Once someone does become a monk, whether with genuine intentions or not, he enters a world of privilege and abundance. The only hardship he has to endure is dealing with sexual frustration and trying to find something to do to keep from becoming bored. In the better monasteries there are things to do like sweeping the grounds, going on pindapata and learning a few suttas by heart, but this is hardly a heavy schedule. In places like the north and east of Sri Lanka and in up-country Burma there are monasteries that are relatively poor, but even there the monks always live better than the lay people do. Most monasteries are well appointed, many, particularly in Thailand, could only be described as luxurious. In rural areas it is common that the local monastery is the only place in the village with a television, air conditioning or fans, cement buildings, tiled roof, running water, a car and servants. And all this is acquired without doing anything more laborious than putting on a yellow robe. Just recently I stayed with a friendly Thai monk who I have known for some time. I noticed that on the wall next to his bed was a small hook with a very expensive wrist watch hanging on it and that on the far wall on the other side of his bed was another one. I was intrigued by this and asked him why he had done it. He told me that he had placed the two watches where they were so that when he woke up in the morning, no matter what side he was sleeping on, he could see what the time was without having to roll over. It never ceases to amaze me how many expensive things Theravada monks are able to accumulate while still maintaining that they are simple ascetics who have renounced the world.

---+---

§ **List of tasks**
a) In the passage about Theravada monks, why had the Thai monk hung one wristwatch on each side of his bed? Answer in one to three sentences.
b) Echo the lines of the listing from the line containing "Objective — indicate every instance of the bearded" through the last line of the listing, including both.
The listing that follows is unrelated to the passage about Theravada monks.

---+---

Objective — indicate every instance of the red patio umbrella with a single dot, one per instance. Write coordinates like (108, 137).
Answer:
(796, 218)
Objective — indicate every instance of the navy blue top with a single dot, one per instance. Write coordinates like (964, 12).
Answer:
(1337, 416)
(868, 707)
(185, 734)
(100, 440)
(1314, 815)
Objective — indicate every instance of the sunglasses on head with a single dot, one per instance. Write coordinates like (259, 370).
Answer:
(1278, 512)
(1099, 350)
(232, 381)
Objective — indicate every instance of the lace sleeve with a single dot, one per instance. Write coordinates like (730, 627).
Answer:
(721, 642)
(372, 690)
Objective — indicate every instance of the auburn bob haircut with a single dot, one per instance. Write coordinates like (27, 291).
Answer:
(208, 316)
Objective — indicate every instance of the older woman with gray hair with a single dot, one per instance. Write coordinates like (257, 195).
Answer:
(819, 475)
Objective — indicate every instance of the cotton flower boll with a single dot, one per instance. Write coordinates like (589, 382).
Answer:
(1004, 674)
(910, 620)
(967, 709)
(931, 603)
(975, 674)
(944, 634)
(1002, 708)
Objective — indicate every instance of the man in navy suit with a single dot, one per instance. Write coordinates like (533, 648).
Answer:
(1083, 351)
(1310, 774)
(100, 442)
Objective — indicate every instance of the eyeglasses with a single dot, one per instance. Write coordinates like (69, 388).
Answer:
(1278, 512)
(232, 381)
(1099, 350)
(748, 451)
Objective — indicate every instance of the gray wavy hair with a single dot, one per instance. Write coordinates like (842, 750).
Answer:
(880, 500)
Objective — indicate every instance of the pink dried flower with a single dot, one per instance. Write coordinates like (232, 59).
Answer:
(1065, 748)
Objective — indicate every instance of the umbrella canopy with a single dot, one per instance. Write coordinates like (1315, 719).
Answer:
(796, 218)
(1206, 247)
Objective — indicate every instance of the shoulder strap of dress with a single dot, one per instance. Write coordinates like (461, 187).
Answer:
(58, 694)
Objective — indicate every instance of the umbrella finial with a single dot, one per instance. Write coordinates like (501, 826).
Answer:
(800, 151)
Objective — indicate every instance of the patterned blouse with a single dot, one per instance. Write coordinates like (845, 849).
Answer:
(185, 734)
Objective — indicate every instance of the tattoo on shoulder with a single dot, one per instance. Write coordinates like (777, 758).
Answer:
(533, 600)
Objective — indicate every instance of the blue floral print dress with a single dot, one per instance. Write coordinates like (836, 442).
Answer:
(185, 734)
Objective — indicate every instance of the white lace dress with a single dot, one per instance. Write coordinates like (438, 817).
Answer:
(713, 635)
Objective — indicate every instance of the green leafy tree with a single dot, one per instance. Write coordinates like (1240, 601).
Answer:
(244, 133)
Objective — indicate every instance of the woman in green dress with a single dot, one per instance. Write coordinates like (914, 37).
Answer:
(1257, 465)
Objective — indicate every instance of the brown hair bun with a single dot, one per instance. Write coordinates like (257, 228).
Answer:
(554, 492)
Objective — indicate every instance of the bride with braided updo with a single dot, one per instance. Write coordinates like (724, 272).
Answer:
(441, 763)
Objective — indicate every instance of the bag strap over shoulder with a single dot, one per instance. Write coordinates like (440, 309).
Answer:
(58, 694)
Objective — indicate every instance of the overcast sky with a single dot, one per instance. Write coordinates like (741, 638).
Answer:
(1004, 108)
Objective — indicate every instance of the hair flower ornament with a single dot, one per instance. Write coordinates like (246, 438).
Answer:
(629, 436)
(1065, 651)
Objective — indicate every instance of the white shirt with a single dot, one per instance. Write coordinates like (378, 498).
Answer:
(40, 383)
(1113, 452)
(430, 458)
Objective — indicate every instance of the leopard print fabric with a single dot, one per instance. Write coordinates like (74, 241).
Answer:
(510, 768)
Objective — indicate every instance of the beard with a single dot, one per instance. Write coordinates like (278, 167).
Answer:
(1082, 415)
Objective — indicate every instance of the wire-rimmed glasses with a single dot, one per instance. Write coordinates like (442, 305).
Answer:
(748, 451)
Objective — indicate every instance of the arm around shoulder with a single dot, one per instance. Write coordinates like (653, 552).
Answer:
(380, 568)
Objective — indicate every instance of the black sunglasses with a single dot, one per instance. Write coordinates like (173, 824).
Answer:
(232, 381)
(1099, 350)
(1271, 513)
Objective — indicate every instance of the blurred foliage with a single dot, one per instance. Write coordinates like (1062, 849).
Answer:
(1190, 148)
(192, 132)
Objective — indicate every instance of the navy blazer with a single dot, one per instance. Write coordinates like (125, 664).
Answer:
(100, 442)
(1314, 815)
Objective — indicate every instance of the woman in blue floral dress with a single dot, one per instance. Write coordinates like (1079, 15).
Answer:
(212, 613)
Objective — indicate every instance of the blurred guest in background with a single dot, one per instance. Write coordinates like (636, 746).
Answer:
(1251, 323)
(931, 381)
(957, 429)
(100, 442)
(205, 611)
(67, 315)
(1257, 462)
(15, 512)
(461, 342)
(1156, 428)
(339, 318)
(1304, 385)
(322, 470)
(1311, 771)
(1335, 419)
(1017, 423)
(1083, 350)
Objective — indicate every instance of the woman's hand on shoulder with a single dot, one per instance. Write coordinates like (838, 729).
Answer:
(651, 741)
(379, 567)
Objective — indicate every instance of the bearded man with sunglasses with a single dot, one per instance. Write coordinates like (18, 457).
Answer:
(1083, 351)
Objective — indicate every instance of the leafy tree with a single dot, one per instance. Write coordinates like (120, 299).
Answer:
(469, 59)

---+---

§ **The solutions**
a) He placed them so that when he woke in the morning, whichever side he was sleeping on, he could see the time without having to roll over.

b)
Objective — indicate every instance of the bearded man with sunglasses with a single dot, one per instance. Write coordinates like (18, 457).
Answer:
(1083, 351)
Objective — indicate every instance of the leafy tree with a single dot, one per instance. Write coordinates like (120, 299).
Answer:
(469, 59)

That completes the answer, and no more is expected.